-- Bloque de texto --
+===+

Columnas > ANTONIO MUÑOZ MOLINA
Exageración del aquelarre
Hay realidades que están más allá de cualquier descripción, eso sucedió con el mitin de Trump en Nueva York
No todo puede ser transmitido por escrito. He dedicado unas seis horas de mi vida a ver uno de los últimos actos públicos protagonizados por Donald Trump, en el Madison Square Garden de Nueva York, el domingo pasado, y he de aceptar de antemano que las cosas que vi y escuché no soy capaz de contárselas con alguna esperanza de fidelidad a nadie que no las haya visto y escuchado igual que yo. No siempre se ha de descartar el adjetivo "indescriptible". Hay realidades que están más allá de cualquier descripción. Podemos conformarnos con la síntesis de un titular, o de una frase literal entrecomillada, pero hay algo, mucho, que permanecerá inaccesible para nuestras facultades verbales.

+===+

-- Material --

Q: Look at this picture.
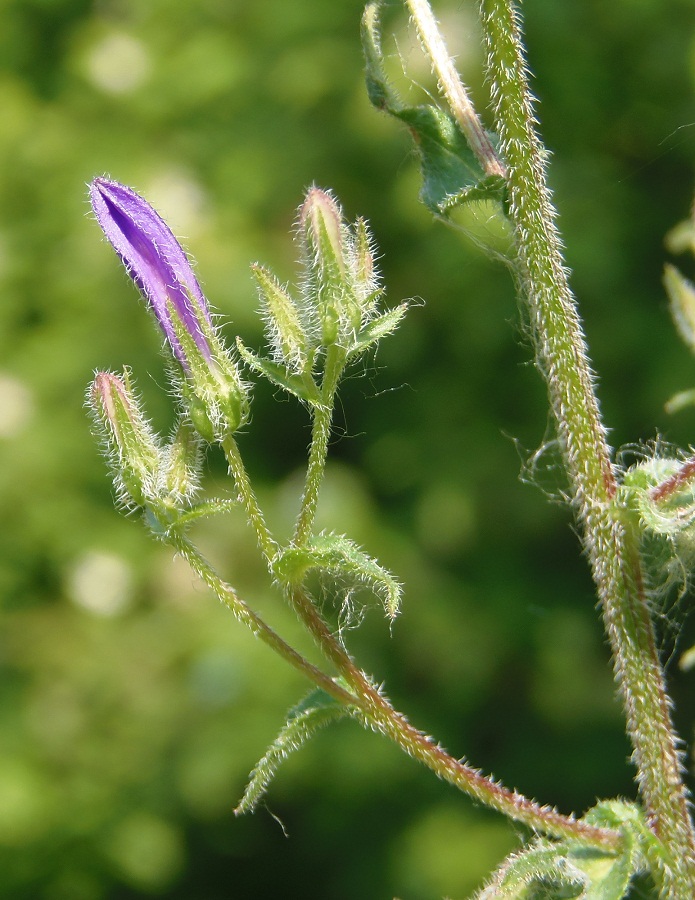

+===+

-- Ejercicio propuesto A --
Según la columna sobre el mitin de Trump, ¿en qué recinto de Nueva York se celebró el acto?
-- Ejercicio propuesto B --
¿Puedes copiar de la columna sobre el mitin de Trump todo lo que va desde "Columnas > ANTONIO" hasta "nuestras facultades verbales.", sin alterar nada?
-- Ejercicio propuesto C --
¿Concuerdan con la columna sobre el mitin de Trump estas afirmaciones? Contesta sí o no a cada una y cita las palabras exactas del texto que lo deciden: (i) El acto tuvo lugar un domingo. (ii) La columna sostiene que el adjetivo "indescriptible" debe descartarse siempre. (iii) La columna afirma que todo puede ser transmitido por escrito.
Las líneas no tienen ningún papel en esto.

-- Respuesta escrita A --
En el Madison Square Garden.

-- Respuesta escrita B --
Columnas > ANTONIO MUÑOZ MOLINA
Exageración del aquelarre
Hay realidades que están más allá de cualquier descripción, eso sucedió con el mitin de Trump en Nueva York
No todo puede ser transmitido por escrito. He dedicado unas seis horas de mi vida a ver uno de los últimos actos públicos protagonizados por Donald Trump, en el Madison Square Garden de Nueva York, el domingo pasado, y he de aceptar de antemano que las cosas que vi y escuché no soy capaz de contárselas con alguna esperanza de fidelidad a nadie que no las haya visto y escuchado igual que yo. No siempre se ha de descartar el adjetivo "indescriptible". Hay realidades que están más allá de cualquier descripción. Podemos conformarnos con la síntesis de un titular, o de una frase literal entrecomillada, pero hay algo, mucho, que permanecerá inaccesible para nuestras facultades verbales.

-- Respuesta escrita C --
(i) Sí: "el domingo pasado".
(ii) No: "No siempre se ha de descartar el adjetivo "indescriptible"."
(iii) No: "No todo puede ser transmitido por escrito."